[Opening Data for review section]

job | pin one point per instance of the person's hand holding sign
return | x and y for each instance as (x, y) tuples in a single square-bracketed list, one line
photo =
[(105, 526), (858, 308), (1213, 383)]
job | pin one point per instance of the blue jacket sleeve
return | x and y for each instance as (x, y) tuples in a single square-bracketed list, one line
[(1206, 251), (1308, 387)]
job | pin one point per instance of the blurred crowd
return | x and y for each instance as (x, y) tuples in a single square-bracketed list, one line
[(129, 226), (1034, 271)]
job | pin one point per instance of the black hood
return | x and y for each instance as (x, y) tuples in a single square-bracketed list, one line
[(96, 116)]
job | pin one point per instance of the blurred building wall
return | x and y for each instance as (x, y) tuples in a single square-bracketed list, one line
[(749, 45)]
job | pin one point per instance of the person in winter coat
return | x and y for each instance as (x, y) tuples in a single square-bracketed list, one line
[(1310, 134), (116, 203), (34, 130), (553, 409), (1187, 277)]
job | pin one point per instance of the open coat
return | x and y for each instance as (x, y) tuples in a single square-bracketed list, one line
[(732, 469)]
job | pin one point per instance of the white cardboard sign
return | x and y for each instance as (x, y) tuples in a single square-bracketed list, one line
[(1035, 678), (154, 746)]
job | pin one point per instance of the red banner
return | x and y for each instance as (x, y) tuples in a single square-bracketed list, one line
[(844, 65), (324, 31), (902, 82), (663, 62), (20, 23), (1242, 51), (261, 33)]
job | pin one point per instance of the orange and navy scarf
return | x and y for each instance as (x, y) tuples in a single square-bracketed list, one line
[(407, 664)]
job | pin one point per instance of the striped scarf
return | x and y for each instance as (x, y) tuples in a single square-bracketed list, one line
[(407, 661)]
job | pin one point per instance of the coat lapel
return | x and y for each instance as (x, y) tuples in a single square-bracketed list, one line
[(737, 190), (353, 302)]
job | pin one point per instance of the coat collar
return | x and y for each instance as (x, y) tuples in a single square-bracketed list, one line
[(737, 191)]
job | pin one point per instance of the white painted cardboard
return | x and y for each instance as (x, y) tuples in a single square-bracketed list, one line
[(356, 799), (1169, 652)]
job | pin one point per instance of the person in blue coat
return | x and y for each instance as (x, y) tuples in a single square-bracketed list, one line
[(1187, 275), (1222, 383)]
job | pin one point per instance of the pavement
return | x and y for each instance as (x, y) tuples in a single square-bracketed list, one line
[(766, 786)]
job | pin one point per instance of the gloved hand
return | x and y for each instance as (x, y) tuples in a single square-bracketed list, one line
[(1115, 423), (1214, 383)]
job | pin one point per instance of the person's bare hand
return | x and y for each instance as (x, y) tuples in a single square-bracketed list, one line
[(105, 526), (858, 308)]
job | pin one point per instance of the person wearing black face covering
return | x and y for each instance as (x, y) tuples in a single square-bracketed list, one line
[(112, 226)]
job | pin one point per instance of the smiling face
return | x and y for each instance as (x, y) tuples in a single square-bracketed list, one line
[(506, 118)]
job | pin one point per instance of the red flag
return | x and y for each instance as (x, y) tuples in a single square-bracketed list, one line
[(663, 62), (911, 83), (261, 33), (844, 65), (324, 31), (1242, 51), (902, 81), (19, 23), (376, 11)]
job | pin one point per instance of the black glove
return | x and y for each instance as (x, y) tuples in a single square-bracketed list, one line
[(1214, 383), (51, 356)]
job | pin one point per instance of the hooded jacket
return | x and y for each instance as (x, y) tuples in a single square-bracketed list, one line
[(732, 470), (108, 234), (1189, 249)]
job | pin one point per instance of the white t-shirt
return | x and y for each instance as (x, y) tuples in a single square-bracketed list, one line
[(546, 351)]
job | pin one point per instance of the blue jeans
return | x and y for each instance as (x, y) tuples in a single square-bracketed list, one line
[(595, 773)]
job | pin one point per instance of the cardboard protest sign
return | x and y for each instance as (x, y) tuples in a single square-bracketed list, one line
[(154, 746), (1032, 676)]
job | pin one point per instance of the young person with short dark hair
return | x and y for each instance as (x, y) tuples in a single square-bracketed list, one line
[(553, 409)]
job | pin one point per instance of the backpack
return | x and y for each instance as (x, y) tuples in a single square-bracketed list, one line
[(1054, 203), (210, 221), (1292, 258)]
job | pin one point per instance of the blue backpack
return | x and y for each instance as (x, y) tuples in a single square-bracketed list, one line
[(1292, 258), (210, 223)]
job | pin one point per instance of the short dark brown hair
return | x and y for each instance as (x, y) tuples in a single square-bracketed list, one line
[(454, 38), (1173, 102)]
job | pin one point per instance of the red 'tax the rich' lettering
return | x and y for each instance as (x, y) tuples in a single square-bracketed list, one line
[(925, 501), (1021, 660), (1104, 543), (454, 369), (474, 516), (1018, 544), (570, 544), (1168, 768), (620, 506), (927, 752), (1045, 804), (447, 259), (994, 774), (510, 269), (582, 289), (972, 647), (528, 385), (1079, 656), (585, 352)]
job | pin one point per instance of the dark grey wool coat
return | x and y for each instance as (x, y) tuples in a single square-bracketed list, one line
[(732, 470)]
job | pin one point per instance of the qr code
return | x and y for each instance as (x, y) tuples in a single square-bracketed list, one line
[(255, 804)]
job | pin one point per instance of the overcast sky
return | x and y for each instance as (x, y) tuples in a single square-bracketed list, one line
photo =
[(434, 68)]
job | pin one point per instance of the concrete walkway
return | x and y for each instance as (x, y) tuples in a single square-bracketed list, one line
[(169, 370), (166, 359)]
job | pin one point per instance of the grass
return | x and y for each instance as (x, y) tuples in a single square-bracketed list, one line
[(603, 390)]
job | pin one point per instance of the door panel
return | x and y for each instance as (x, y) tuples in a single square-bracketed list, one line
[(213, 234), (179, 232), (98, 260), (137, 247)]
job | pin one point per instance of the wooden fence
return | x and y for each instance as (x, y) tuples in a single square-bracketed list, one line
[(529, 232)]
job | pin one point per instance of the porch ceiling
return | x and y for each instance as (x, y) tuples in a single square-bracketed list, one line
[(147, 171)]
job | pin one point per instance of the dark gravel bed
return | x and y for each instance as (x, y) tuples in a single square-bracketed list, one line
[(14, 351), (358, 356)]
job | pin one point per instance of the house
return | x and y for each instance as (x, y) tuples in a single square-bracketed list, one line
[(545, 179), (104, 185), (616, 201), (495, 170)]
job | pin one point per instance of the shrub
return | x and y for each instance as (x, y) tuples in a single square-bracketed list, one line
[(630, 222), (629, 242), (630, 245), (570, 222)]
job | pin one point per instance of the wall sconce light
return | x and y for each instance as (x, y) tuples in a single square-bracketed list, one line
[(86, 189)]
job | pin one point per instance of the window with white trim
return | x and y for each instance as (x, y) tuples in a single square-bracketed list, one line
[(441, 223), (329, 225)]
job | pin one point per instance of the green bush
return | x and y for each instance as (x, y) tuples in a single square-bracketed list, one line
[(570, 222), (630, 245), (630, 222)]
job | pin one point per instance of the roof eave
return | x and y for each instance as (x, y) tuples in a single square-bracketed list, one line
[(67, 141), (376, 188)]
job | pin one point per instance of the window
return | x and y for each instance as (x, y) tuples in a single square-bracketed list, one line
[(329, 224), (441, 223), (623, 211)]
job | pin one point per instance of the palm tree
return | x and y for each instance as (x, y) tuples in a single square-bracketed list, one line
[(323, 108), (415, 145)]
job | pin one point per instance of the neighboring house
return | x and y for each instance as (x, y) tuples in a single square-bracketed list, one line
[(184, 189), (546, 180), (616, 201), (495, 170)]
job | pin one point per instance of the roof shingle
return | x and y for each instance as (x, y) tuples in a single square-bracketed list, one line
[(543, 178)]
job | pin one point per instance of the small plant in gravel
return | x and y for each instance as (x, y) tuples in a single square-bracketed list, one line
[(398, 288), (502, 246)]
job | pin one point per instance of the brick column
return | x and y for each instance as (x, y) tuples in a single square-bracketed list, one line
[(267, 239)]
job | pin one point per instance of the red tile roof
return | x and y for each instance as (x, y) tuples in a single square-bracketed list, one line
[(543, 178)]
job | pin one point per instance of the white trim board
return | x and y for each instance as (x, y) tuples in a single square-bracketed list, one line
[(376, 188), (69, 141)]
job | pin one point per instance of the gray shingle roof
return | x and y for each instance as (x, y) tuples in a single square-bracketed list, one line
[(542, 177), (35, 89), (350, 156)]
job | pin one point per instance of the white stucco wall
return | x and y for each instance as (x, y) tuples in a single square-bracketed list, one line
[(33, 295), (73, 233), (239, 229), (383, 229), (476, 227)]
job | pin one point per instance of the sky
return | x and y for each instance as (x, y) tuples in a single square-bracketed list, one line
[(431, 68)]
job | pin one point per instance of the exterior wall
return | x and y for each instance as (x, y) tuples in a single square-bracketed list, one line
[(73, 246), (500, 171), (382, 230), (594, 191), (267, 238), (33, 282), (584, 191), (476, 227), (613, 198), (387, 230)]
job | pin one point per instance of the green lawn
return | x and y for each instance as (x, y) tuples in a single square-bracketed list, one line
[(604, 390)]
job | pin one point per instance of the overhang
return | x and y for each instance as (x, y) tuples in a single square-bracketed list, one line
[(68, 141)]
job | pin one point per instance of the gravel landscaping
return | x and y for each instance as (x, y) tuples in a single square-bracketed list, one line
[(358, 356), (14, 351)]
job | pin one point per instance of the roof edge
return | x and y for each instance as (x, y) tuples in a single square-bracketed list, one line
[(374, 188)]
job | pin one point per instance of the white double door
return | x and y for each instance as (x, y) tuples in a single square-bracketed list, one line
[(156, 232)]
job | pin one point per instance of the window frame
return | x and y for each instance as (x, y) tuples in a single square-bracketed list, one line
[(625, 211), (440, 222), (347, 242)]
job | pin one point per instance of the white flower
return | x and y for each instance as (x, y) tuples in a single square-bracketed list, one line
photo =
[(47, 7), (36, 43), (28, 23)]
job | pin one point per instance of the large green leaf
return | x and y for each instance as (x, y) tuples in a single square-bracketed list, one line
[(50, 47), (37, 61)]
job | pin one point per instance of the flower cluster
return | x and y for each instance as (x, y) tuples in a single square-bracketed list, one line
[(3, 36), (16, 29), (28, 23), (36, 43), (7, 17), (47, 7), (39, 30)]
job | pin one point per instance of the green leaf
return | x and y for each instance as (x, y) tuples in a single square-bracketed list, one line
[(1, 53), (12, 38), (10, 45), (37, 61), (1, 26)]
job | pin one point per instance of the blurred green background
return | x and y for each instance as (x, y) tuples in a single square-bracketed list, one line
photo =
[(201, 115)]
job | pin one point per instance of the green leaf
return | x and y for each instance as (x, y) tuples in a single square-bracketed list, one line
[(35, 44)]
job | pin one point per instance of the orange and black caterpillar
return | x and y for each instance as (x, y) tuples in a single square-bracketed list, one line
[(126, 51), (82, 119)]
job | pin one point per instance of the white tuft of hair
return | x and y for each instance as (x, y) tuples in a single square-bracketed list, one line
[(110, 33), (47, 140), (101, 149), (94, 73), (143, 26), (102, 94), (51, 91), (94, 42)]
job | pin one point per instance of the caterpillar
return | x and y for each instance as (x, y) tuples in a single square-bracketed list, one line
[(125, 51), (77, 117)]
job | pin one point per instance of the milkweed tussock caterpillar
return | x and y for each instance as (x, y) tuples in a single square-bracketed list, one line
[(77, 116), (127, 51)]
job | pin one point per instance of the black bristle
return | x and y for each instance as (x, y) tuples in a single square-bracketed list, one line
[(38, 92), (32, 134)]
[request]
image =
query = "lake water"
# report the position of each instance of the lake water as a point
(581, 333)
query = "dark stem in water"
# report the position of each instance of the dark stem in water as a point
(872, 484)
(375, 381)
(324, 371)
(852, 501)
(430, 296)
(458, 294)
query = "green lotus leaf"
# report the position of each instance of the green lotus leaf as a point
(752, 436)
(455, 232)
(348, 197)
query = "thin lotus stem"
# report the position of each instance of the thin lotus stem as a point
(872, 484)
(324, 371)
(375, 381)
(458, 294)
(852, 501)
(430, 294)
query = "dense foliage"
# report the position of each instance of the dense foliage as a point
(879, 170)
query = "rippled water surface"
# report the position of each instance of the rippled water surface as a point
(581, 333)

[Closing Data for review section]

_What you have to do_
Each line in the listing above from the one containing "job | pin one point per instance of the exterior" through the one containing "job | pin one point per instance of the gravel" should be repeated exactly, and no other line.

_Written answer_
job | pin one point per instance of the exterior wall
return | x and y for each instance as (x, y) tuples in a single square-bracketed list, one line
[(73, 246), (500, 171), (382, 230), (594, 191), (267, 238), (33, 282), (584, 191), (476, 227), (613, 198), (387, 230)]
job | pin one point per instance of the green lawn
return | x and y for each instance as (x, y) tuples in a single square-bracketed list, one line
[(604, 390)]
job | pin one point per instance of the overhang
return | x and y for each instance as (x, y) tuples in a single square-bracketed list, one line
[(68, 141)]
job | pin one point per instance of the gravel landscaping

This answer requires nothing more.